## PASSAGE PROVIDED
In Portland, Ore. — where President Barack Obama won 75 percent of the votes — the city council voted earlier this year to start adding fluoride to the water by 2014. But anti-fluoride activists, mainly through the group Clean Water Portland, collected more than enough signatures to put the decision to voters in May 2014.

Rick North, a member of the group’s executive committee, served as executive vice president for the American Cancer Society in Oregon about five years ago when he was first asked to research fluoridation. Until that point, he said he’d had no doubt that fluoride was beneficial to humans.

But the more North read, the more alarmed he became. He said it was hard to trust the government’s line on water fluoridation after reading the 2006 NRC study recommending that the EPA lowered the maximum amount of fluoride it allows in public drinking water. And, he said, he became unsettled by the fact that fluoride is being administered to people who did not give consent to receive it.

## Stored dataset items

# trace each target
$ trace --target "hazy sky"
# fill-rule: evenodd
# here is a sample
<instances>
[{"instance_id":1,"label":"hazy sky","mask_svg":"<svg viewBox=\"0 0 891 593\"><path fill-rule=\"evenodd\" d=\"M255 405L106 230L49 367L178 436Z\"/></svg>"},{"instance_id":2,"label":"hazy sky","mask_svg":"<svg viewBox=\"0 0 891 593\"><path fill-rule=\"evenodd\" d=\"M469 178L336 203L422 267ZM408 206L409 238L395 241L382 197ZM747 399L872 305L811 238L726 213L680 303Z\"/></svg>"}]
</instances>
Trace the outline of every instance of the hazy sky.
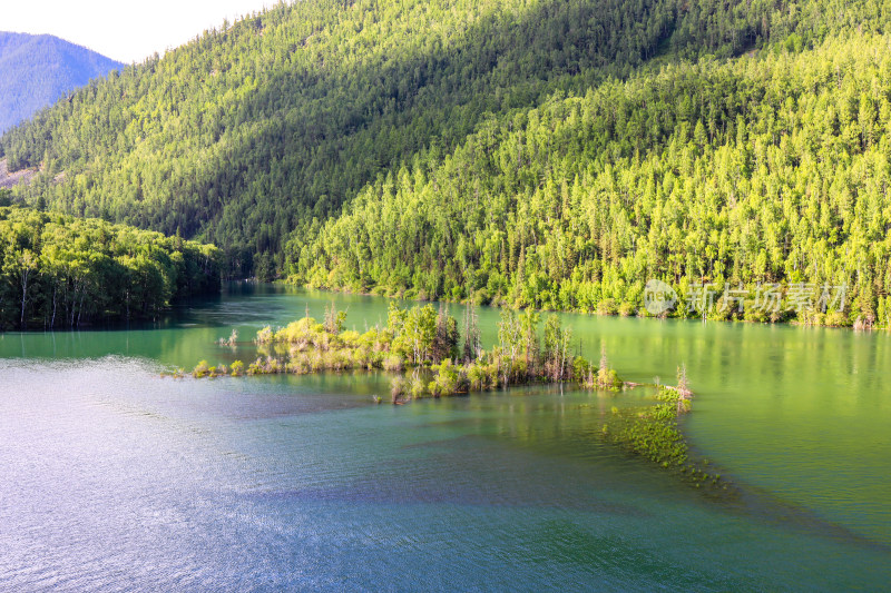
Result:
<instances>
[{"instance_id":1,"label":"hazy sky","mask_svg":"<svg viewBox=\"0 0 891 593\"><path fill-rule=\"evenodd\" d=\"M164 53L274 0L3 0L0 31L49 33L123 62Z\"/></svg>"}]
</instances>

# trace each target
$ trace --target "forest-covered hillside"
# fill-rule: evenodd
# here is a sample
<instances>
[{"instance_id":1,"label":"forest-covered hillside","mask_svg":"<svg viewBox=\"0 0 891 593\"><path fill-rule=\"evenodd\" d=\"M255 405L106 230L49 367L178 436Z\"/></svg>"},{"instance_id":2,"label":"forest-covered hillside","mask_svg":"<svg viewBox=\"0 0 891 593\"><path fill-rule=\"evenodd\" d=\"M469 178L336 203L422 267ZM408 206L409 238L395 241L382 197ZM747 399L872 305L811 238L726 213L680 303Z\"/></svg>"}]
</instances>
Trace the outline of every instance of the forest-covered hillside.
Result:
<instances>
[{"instance_id":1,"label":"forest-covered hillside","mask_svg":"<svg viewBox=\"0 0 891 593\"><path fill-rule=\"evenodd\" d=\"M42 166L16 199L212 240L236 276L626 313L650 277L843 283L807 320L883 324L889 23L879 0L307 0L0 152Z\"/></svg>"},{"instance_id":2,"label":"forest-covered hillside","mask_svg":"<svg viewBox=\"0 0 891 593\"><path fill-rule=\"evenodd\" d=\"M123 66L58 37L0 32L0 134Z\"/></svg>"},{"instance_id":3,"label":"forest-covered hillside","mask_svg":"<svg viewBox=\"0 0 891 593\"><path fill-rule=\"evenodd\" d=\"M219 268L209 245L0 205L0 330L151 319L219 291Z\"/></svg>"},{"instance_id":4,"label":"forest-covered hillside","mask_svg":"<svg viewBox=\"0 0 891 593\"><path fill-rule=\"evenodd\" d=\"M758 285L845 286L846 315L800 320L887 325L889 98L890 36L664 66L556 96L366 187L317 236L292 241L292 273L604 313L637 313L650 278L753 299ZM746 315L719 298L706 313L792 313L758 314L751 300ZM692 305L681 309L703 313Z\"/></svg>"}]
</instances>

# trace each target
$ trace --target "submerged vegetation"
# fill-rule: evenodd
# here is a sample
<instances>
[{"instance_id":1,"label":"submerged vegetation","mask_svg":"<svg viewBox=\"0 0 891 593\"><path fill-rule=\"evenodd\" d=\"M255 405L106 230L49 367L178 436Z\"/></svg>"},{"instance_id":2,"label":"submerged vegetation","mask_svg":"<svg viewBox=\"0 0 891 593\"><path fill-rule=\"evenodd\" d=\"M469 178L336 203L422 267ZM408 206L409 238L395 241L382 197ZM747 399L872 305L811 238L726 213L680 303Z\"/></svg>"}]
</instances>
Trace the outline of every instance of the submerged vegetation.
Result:
<instances>
[{"instance_id":1,"label":"submerged vegetation","mask_svg":"<svg viewBox=\"0 0 891 593\"><path fill-rule=\"evenodd\" d=\"M663 467L678 470L697 485L705 481L718 484L719 476L707 474L691 461L677 427L678 417L691 411L693 395L684 366L678 368L676 387L623 382L610 368L605 350L598 364L570 353L570 328L562 327L556 315L548 316L542 328L540 315L528 309L521 314L501 312L499 343L489 350L479 346L479 329L471 307L463 316L463 332L459 332L454 317L432 305L404 309L391 303L386 325L363 334L343 329L345 318L345 312L335 310L332 304L321 323L307 312L305 317L285 327L266 326L254 340L261 356L247 367L241 360L228 367L202 360L192 376L381 369L395 374L390 383L393 404L533 383L570 383L601 392L655 387L655 404L645 409L614 407L603 427L604 438ZM539 339L540 335L544 339ZM232 345L235 337L237 333L233 332L219 344ZM175 376L182 377L184 373L178 370ZM383 399L375 396L374 401Z\"/></svg>"}]
</instances>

## INSTRUCTIONS
**a.** In the fluoridation passage, what position did Rick North hold at the American Cancer Society in Oregon?
**b.** Transcribe everything in the fluoridation passage from "Rick North, a" down to "to receive it.".

## ANSWERS FOR THE TASKS
**a.** Executive vice president

**b.**
Rick North, a member of the group’s executive committee, served as executive vice president for the American Cancer Society in Oregon about five years ago when he was first asked to research fluoridation. Until that point, he said he’d had no doubt that fluoride was beneficial to humans.

But the more North read, the more alarmed he became. He said it was hard to trust the government’s line on water fluoridation after reading the 2006 NRC study recommending that the EPA lowered the maximum amount of fluoride it allows in public drinking water. And, he said, he became unsettled by the fact that fluoride is being administered to people who did not give consent to receive it.